**Exercise task:** Render every line of the entries below as a Markdown table with the columns "Row" and "Line", numbering each row and omitting blank lines. Leave out the pictures.

**Information provided:**
Begin
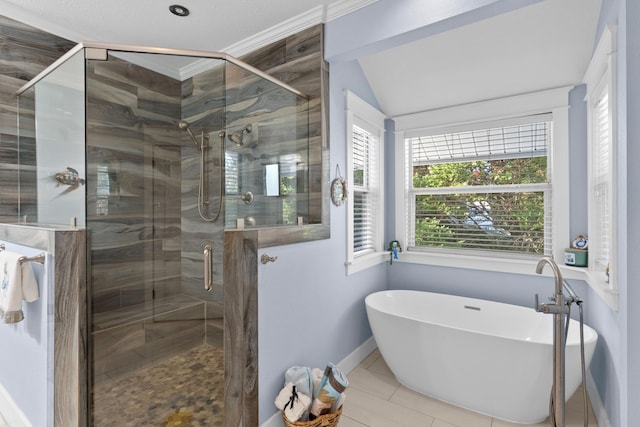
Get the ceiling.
[0,0,376,56]
[0,0,601,117]
[359,0,601,117]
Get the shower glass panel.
[86,51,225,426]
[18,52,85,226]
[225,64,309,228]
[19,44,309,427]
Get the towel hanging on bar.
[0,243,45,264]
[0,250,44,323]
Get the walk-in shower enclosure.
[18,43,309,426]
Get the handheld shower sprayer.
[178,120,201,149]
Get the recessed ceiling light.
[169,4,189,16]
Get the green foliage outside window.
[413,157,547,255]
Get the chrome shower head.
[178,120,200,149]
[229,123,253,146]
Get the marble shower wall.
[240,25,329,229]
[0,15,75,223]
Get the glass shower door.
[86,52,224,426]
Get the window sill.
[344,252,389,275]
[394,251,618,311]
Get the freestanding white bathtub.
[365,290,598,424]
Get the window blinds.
[405,120,552,255]
[593,91,611,267]
[351,125,378,254]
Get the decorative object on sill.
[54,167,85,196]
[331,163,347,206]
[387,240,402,265]
[564,234,589,267]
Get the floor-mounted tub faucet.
[535,257,575,427]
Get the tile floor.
[339,350,598,427]
[0,350,598,427]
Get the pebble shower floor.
[93,345,224,427]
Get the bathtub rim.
[364,289,599,346]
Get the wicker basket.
[281,407,342,427]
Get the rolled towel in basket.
[330,393,347,413]
[309,368,324,396]
[284,366,314,421]
[275,382,311,423]
[309,363,349,420]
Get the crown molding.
[223,0,378,58]
[324,0,378,22]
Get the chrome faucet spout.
[535,257,575,427]
[536,257,563,298]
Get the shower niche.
[18,43,322,426]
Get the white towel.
[0,251,39,323]
[275,382,311,423]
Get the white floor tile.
[340,388,433,427]
[344,350,598,427]
[391,386,491,427]
[347,367,400,400]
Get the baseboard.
[587,371,612,427]
[338,337,378,374]
[260,337,378,427]
[0,384,32,427]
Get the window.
[405,114,552,257]
[346,92,385,274]
[585,26,617,309]
[393,87,571,274]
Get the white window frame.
[345,91,388,274]
[393,87,572,278]
[584,25,618,310]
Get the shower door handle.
[204,245,213,292]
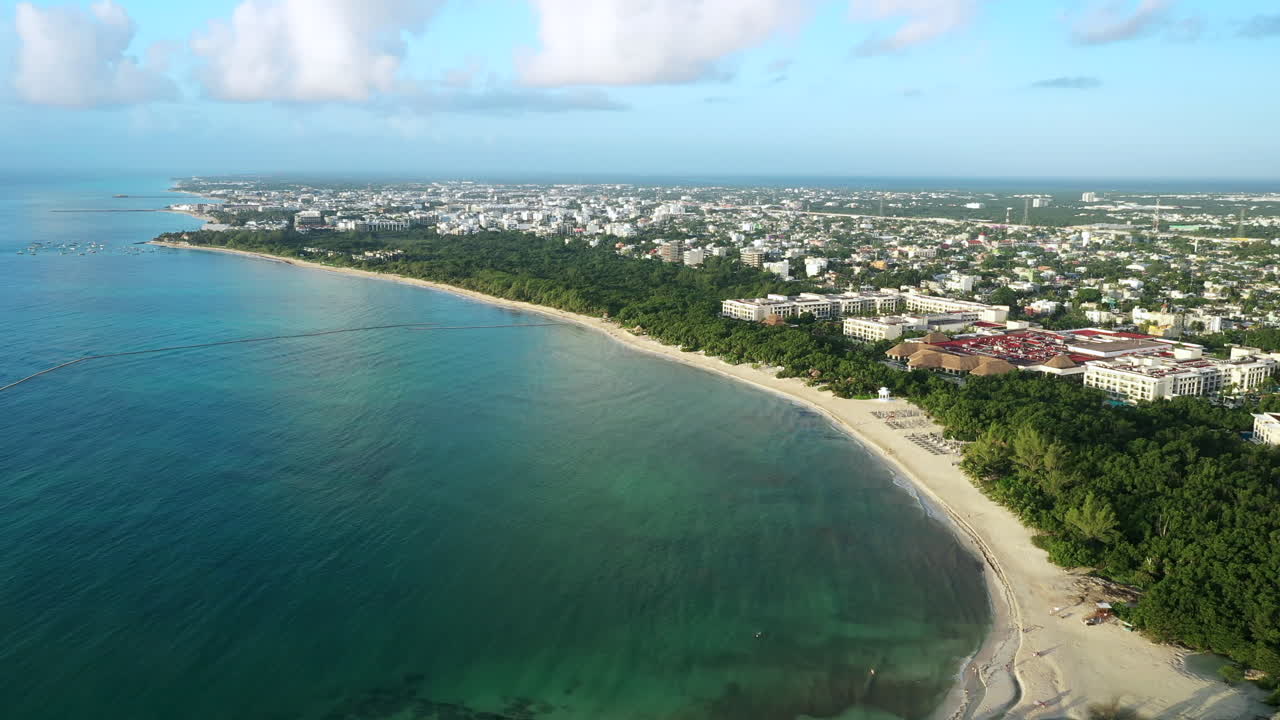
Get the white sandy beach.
[149,242,1280,720]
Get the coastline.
[151,239,1272,720]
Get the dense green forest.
[161,229,1280,691]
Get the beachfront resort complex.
[721,291,1280,402]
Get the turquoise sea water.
[0,178,989,720]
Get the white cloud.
[191,0,440,102]
[1071,0,1171,45]
[13,0,178,108]
[851,0,978,55]
[520,0,812,87]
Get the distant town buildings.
[1253,413,1280,445]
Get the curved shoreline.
[151,241,1271,720]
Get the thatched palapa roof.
[969,357,1018,375]
[906,350,942,369]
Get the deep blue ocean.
[0,177,991,720]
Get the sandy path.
[149,242,1280,720]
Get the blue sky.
[0,0,1280,178]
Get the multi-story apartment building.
[1253,413,1280,445]
[845,316,916,342]
[1084,347,1276,402]
[902,292,1009,323]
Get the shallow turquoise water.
[0,178,989,720]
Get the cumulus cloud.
[851,0,978,55]
[1032,76,1102,90]
[191,0,440,102]
[13,0,178,108]
[1071,0,1172,45]
[1240,14,1280,37]
[520,0,810,87]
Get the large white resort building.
[1084,346,1277,402]
[721,291,1009,325]
[1253,413,1280,445]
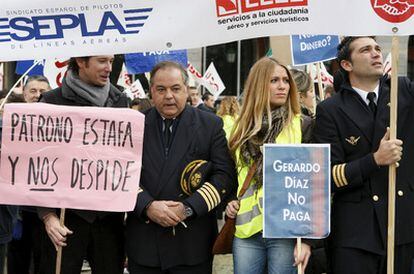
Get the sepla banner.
[0,0,414,61]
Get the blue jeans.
[233,233,297,274]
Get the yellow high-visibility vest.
[235,114,302,238]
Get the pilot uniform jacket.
[313,77,414,255]
[126,106,237,269]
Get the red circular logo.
[371,0,414,23]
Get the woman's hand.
[293,243,311,273]
[226,200,240,219]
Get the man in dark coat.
[313,37,414,274]
[126,62,236,274]
[38,55,129,274]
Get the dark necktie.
[163,119,174,154]
[367,92,377,115]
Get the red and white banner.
[0,0,414,61]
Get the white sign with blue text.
[263,144,331,239]
[290,35,340,66]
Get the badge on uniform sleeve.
[345,136,361,146]
[180,160,211,195]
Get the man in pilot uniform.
[313,37,414,274]
[126,62,237,274]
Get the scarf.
[62,70,111,107]
[241,106,288,189]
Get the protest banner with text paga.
[263,144,331,239]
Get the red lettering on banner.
[371,0,414,23]
[241,0,308,13]
[216,0,239,17]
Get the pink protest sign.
[0,103,145,211]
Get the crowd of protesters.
[0,34,414,274]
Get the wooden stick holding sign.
[56,208,66,274]
[387,35,400,274]
[316,62,325,101]
[296,238,303,274]
[306,64,316,115]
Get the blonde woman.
[226,57,310,274]
[217,96,240,140]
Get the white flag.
[203,62,226,100]
[306,62,333,86]
[43,58,69,89]
[117,63,132,89]
[383,52,392,75]
[187,62,204,86]
[124,79,147,100]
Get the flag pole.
[55,208,66,274]
[387,31,400,274]
[315,62,325,101]
[296,238,303,274]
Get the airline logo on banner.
[371,0,414,23]
[0,0,414,61]
[216,0,308,17]
[0,4,152,43]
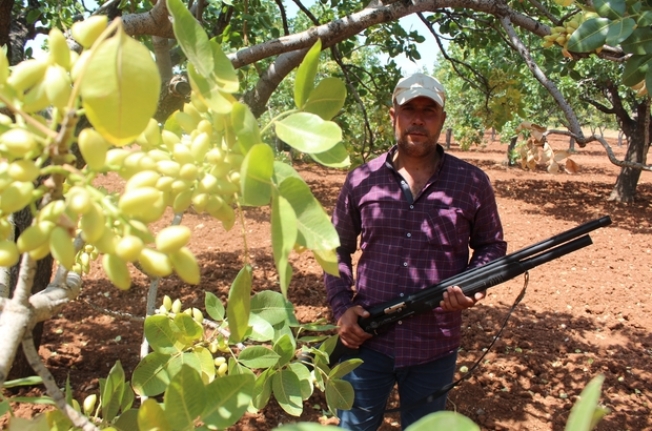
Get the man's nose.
[412,111,426,124]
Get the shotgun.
[329,216,611,365]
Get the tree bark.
[608,135,650,202]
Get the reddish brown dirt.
[1,136,652,431]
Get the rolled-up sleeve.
[324,174,361,321]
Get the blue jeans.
[337,347,457,431]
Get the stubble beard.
[395,129,438,157]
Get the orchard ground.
[0,133,652,431]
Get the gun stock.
[329,216,611,364]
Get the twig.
[23,328,99,431]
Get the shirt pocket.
[423,207,471,251]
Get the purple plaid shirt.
[325,146,507,368]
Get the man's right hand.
[337,305,372,349]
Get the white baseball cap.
[392,73,446,108]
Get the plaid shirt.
[325,146,507,368]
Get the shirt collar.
[385,144,445,172]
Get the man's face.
[389,97,446,156]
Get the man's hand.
[337,305,372,349]
[439,286,487,311]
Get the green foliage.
[274,375,607,431]
[0,0,352,430]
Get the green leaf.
[144,314,185,354]
[272,369,303,416]
[566,18,611,52]
[303,78,346,121]
[120,384,134,416]
[188,346,215,384]
[226,265,251,343]
[405,411,480,431]
[273,334,296,367]
[6,396,57,406]
[251,290,294,325]
[622,55,652,87]
[101,361,125,423]
[279,177,340,250]
[621,27,652,55]
[275,112,342,154]
[294,39,321,109]
[238,346,280,368]
[138,398,172,431]
[201,374,255,429]
[0,376,43,390]
[272,193,298,297]
[173,313,204,347]
[328,358,363,379]
[167,0,213,76]
[310,142,351,168]
[231,102,263,151]
[636,10,652,27]
[209,38,240,94]
[593,0,627,19]
[564,374,606,431]
[45,410,72,431]
[249,313,274,343]
[112,409,139,431]
[288,362,313,400]
[240,144,274,206]
[163,365,206,429]
[274,161,303,185]
[606,18,636,46]
[204,291,225,322]
[325,379,354,412]
[167,352,201,379]
[131,352,171,397]
[80,29,161,146]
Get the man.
[325,74,507,430]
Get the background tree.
[0,0,652,426]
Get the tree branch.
[500,16,587,147]
[122,0,174,39]
[23,328,99,431]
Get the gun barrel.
[330,216,611,364]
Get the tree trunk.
[609,132,650,202]
[9,208,52,380]
[507,135,518,166]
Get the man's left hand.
[439,286,487,311]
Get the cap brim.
[396,87,444,107]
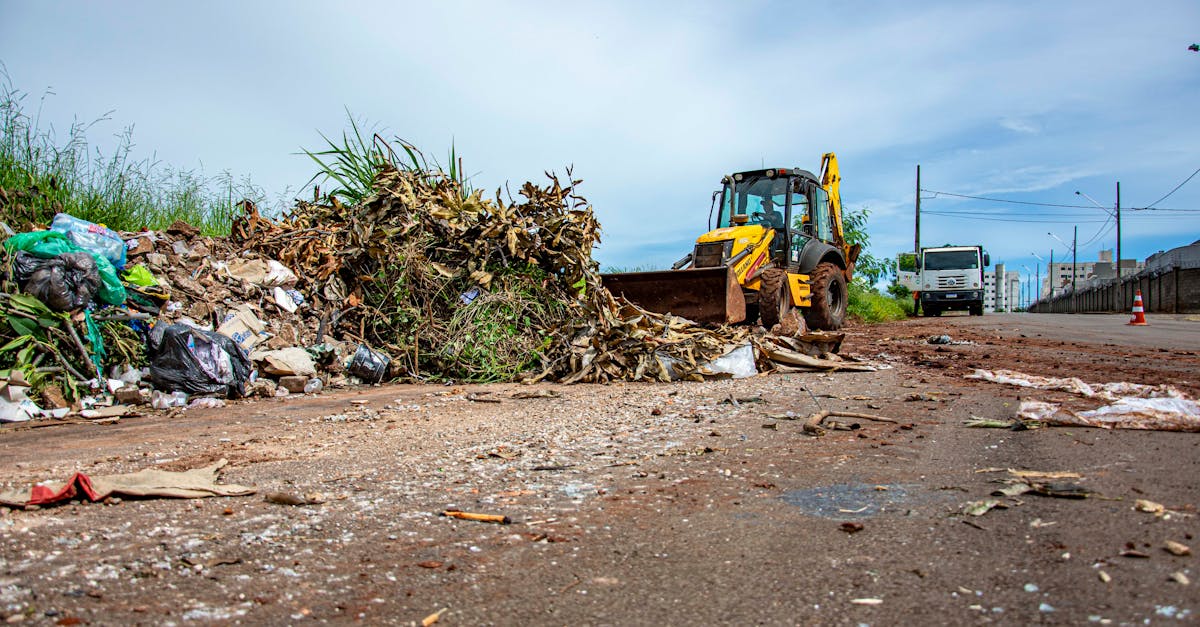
End
**Output for this exercise:**
| Row | Line |
|---|---|
| 1 | Get the ceiling. |
| 2 | [0,0,376,56] |
| 3 | [0,0,601,117] |
| 4 | [359,0,601,117] |
| 5 | Get the shower glass panel. |
| 6 | [86,51,225,426] |
| 7 | [18,52,85,226] |
| 8 | [225,64,309,228] |
| 9 | [19,44,309,427] |
| 10 | Get the towel hanging on bar. |
| 11 | [0,243,45,264] |
| 12 | [0,250,44,323] |
| 13 | Get the walk-in shower enclosure. |
| 14 | [18,43,309,426] |
| 15 | Get the handheld shower sprayer. |
| 16 | [178,120,201,149] |
| 17 | Get the recessed ceiling light. |
| 18 | [169,4,189,16] |
| 19 | Get the green foliage outside window. |
| 20 | [413,157,547,255] |
| 21 | Get the chrome shower head. |
| 22 | [178,120,200,149] |
| 23 | [229,123,253,146] |
| 24 | Get the marble shower wall. |
| 25 | [240,25,329,229] |
| 26 | [0,15,75,223] |
| 27 | Get the glass shower door. |
| 28 | [86,52,224,426] |
| 29 | Get the window sill. |
| 30 | [344,252,389,275] |
| 31 | [394,251,618,311] |
| 32 | Get the freestanding white bathtub. |
| 33 | [365,290,598,424] |
| 34 | Get the window blinds. |
| 35 | [405,120,552,255] |
| 36 | [593,91,611,267] |
| 37 | [351,125,378,254] |
| 38 | Get the decorative object on sill. |
| 39 | [54,167,85,196] |
| 40 | [331,163,347,206] |
| 41 | [387,240,402,265] |
| 42 | [564,234,589,267] |
| 43 | Get the floor-mounted tub faucet. |
| 44 | [535,257,575,427] |
| 45 | Get the tile floor. |
| 46 | [339,350,598,427] |
| 47 | [0,350,598,427] |
| 48 | Get the pebble shower floor. |
| 49 | [93,345,224,427] |
| 50 | Get the bathtub rim. |
| 51 | [364,289,599,346] |
| 52 | Get the wicker basket. |
| 53 | [281,407,342,427] |
| 54 | Get the rolled towel in basket. |
| 55 | [330,393,347,413] |
| 56 | [309,368,324,396] |
| 57 | [284,366,314,421] |
| 58 | [275,382,311,423] |
| 59 | [309,363,349,420] |
| 60 | Get the crown molding. |
| 61 | [223,0,378,58] |
| 62 | [324,0,378,22] |
| 63 | Get the chrome faucet spout. |
| 64 | [535,257,575,427] |
| 65 | [536,257,563,298] |
| 66 | Get the shower niche. |
| 67 | [18,43,322,426] |
| 68 | Get the white towel. |
| 69 | [0,251,39,323] |
| 70 | [275,382,311,423] |
| 71 | Get the white floor tile. |
| 72 | [340,388,433,427] |
| 73 | [344,350,598,427] |
| 74 | [391,386,491,427] |
| 75 | [347,367,400,400] |
| 76 | Get the baseboard. |
| 77 | [587,371,612,427] |
| 78 | [338,337,378,374] |
| 79 | [260,337,378,427] |
| 80 | [0,384,32,427] |
| 81 | Get the window. |
| 82 | [405,114,552,257] |
| 83 | [346,92,385,274] |
| 84 | [585,26,617,309] |
| 85 | [393,87,571,274] |
| 86 | Get the white window frame. |
| 87 | [345,91,388,274] |
| 88 | [393,87,572,278] |
| 89 | [584,25,618,310] |
| 90 | Get the shower door handle. |
| 91 | [204,245,213,292] |
| 92 | Get the white sandy beach. |
| 93 | [149,242,1280,720] |
| 94 | Get the coastline. |
| 95 | [151,239,1272,720] |
| 96 | Get the dense green forest. |
| 97 | [161,229,1280,691] |
| 98 | Get the beachfront resort complex. |
| 99 | [721,291,1280,402] |
| 100 | Get the turquoise sea water. |
| 101 | [0,178,989,720] |
| 102 | Get the white cloud. |
| 103 | [191,0,440,102] |
| 104 | [1071,0,1171,45] |
| 105 | [13,0,178,108] |
| 106 | [851,0,978,55] |
| 107 | [520,0,812,87] |
| 108 | Get the distant town buildings. |
| 109 | [1253,413,1280,445] |
| 110 | Get the curved shoreline. |
| 111 | [151,241,1271,720] |
| 112 | Get the thatched palapa roof. |
| 113 | [969,357,1018,375] |
| 114 | [906,350,942,369] |
| 115 | Get the deep blue ocean. |
| 116 | [0,177,991,720] |
| 117 | Get the sandy path. |
| 118 | [149,242,1280,720] |
| 119 | Get the blue sky. |
| 120 | [0,0,1280,178] |
| 121 | Get the multi-story apartment building. |
| 122 | [1253,413,1280,445] |
| 123 | [845,316,916,342] |
| 124 | [1084,347,1276,402] |
| 125 | [902,292,1009,323] |
| 126 | Get the shallow turquoise water. |
| 127 | [0,178,989,720] |
| 128 | Get the cumulus cloud. |
| 129 | [851,0,978,55] |
| 130 | [1032,76,1102,90] |
| 131 | [191,0,440,102] |
| 132 | [13,0,178,108] |
| 133 | [1071,0,1172,45] |
| 134 | [1240,14,1280,37] |
| 135 | [520,0,810,87] |
| 136 | Get the large white resort building. |
| 137 | [1084,346,1277,402] |
| 138 | [721,291,1009,325] |
| 139 | [1253,413,1280,445] |
| 140 | Get the sepla banner. |
| 141 | [0,0,414,61] |
| 142 | Get the blue jeans. |
| 143 | [233,233,297,274] |
| 144 | Get the yellow high-visibility vest. |
| 145 | [235,114,302,238] |
| 146 | Get the pilot uniform jacket. |
| 147 | [313,77,414,255] |
| 148 | [126,106,237,269] |
| 149 | Get the red circular logo. |
| 150 | [371,0,414,23] |
| 151 | Get the woman's hand. |
| 152 | [293,243,311,273] |
| 153 | [226,200,240,219] |
| 154 | Get the man in dark coat. |
| 155 | [313,37,414,274] |
| 156 | [126,62,236,274] |
| 157 | [38,55,129,274] |
| 158 | Get the dark necktie. |
| 159 | [163,119,174,154] |
| 160 | [367,92,377,115] |
| 161 | Get the red and white banner. |
| 162 | [0,0,414,61] |
| 163 | Get the white sign with blue text. |
| 164 | [263,144,331,239] |
| 165 | [290,35,340,66] |
| 166 | Get the badge on uniform sleeve. |
| 167 | [345,136,361,146] |
| 168 | [180,160,211,195] |
| 169 | Get the man in pilot uniform. |
| 170 | [313,37,414,274] |
| 171 | [126,62,237,274] |
| 172 | Get the scarf. |
| 173 | [62,70,111,107] |
| 174 | [241,106,288,189] |
| 175 | Get the protest banner with text paga. |
| 176 | [263,144,331,239] |
| 177 | Get the red lettering on banner. |
| 178 | [371,0,414,23] |
| 179 | [241,0,308,13] |
| 180 | [216,0,239,17] |
| 181 | Get the pink protest sign. |
| 182 | [0,103,145,211] |
| 183 | Get the crowd of protesters. |
| 184 | [0,34,414,274] |
| 185 | Get the wooden stick holding sign. |
| 186 | [56,208,66,274] |
| 187 | [387,35,400,274] |
| 188 | [316,62,325,101] |
| 189 | [296,238,303,274] |
| 190 | [306,64,316,115] |
| 191 | Get the blonde woman. |
| 192 | [226,57,310,274] |
| 193 | [217,96,240,140] |
| 194 | Get the white flag. |
| 195 | [203,62,226,100] |
| 196 | [306,62,333,86] |
| 197 | [43,58,69,89] |
| 198 | [117,63,132,89] |
| 199 | [383,52,392,75] |
| 200 | [187,62,204,86] |
| 201 | [124,79,147,100] |
| 202 | Get the flag pole. |
| 203 | [55,208,66,274] |
| 204 | [387,31,400,274] |
| 205 | [315,62,325,101] |
| 206 | [296,238,303,274] |
| 207 | Get the airline logo on banner. |
| 208 | [371,0,414,23] |
| 209 | [0,0,414,61] |
| 210 | [216,0,308,17] |
| 211 | [0,4,152,43] |
| 212 | Get the man's nose. |
| 213 | [412,111,426,124] |
| 214 | Get the shotgun. |
| 215 | [329,216,611,365] |
| 216 | Get the tree bark. |
| 217 | [608,135,650,202] |
| 218 | Get the reddish brown dirt. |
| 219 | [1,136,652,431] |
| 220 | Get the rolled-up sleeve. |
| 221 | [324,174,361,321] |
| 222 | Get the blue jeans. |
| 223 | [337,347,457,431] |
| 224 | Get the stubble beard. |
| 225 | [395,129,438,157] |
| 226 | Get the orchard ground. |
| 227 | [0,133,652,431] |
| 228 | Get the gun stock. |
| 229 | [329,216,611,364] |
| 230 | Get the twig. |
| 231 | [23,328,99,431] |
| 232 | Get the shirt pocket. |
| 233 | [423,207,471,251] |
| 234 | Get the purple plaid shirt. |
| 235 | [325,146,507,368] |
| 236 | Get the man's right hand. |
| 237 | [337,305,372,349] |
| 238 | Get the white baseball cap. |
| 239 | [392,73,446,108] |
| 240 | Get the plaid shirt. |
| 241 | [325,146,507,368] |
| 242 | Get the shirt collar. |
| 243 | [385,144,445,172] |
| 244 | Get the man's face. |
| 245 | [389,97,446,156] |
| 246 | Get the man's hand. |
| 247 | [337,305,372,349] |
| 248 | [439,286,487,311] |
| 249 | Get the green foliage. |
| 250 | [274,375,607,431] |
| 251 | [0,0,352,430] |
| 252 | Get the green leaf. |
| 253 | [144,314,185,354] |
| 254 | [272,369,303,416] |
| 255 | [566,18,611,52] |
| 256 | [303,78,346,121] |
| 257 | [120,384,134,416] |
| 258 | [188,346,215,384] |
| 259 | [226,265,251,343] |
| 260 | [405,411,480,431] |
| 261 | [273,334,296,367] |
| 262 | [6,396,57,406] |
| 263 | [251,290,294,325] |
| 264 | [622,55,652,87] |
| 265 | [101,361,125,423] |
| 266 | [279,177,340,250] |
| 267 | [621,27,652,55] |
| 268 | [275,112,342,154] |
| 269 | [294,39,321,109] |
| 270 | [238,346,280,368] |
| 271 | [138,398,172,431] |
| 272 | [201,374,255,429] |
| 273 | [0,376,43,390] |
| 274 | [272,193,298,297] |
| 275 | [173,313,204,347] |
| 276 | [328,358,363,379] |
| 277 | [167,0,213,76] |
| 278 | [310,142,351,168] |
| 279 | [231,102,263,151] |
| 280 | [636,10,652,27] |
| 281 | [209,38,240,94] |
| 282 | [593,0,627,19] |
| 283 | [564,374,606,431] |
| 284 | [45,410,72,431] |
| 285 | [249,313,274,343] |
| 286 | [112,409,139,431] |
| 287 | [288,362,313,400] |
| 288 | [240,144,274,206] |
| 289 | [163,365,206,429] |
| 290 | [274,161,303,185] |
| 291 | [606,18,636,46] |
| 292 | [204,291,225,322] |
| 293 | [325,379,354,412] |
| 294 | [167,352,201,379] |
| 295 | [131,352,171,397] |
| 296 | [80,29,161,146] |
| 297 | Get the man. |
| 298 | [325,74,507,430] |
| 299 | Get the background tree. |
| 300 | [0,0,652,426] |
| 301 | Get the tree branch. |
| 302 | [500,16,587,147] |
| 303 | [122,0,174,39] |
| 304 | [23,328,99,431] |
| 305 | Get the gun barrel. |
| 306 | [330,216,611,364] |
| 307 | Get the tree trunk. |
| 308 | [609,132,650,202] |
| 309 | [9,208,52,380] |
| 310 | [507,135,518,166] |
| 311 | Get the man's left hand. |
| 312 | [439,286,487,311] |
| 313 | Get the cap brim. |
| 314 | [396,87,444,107] |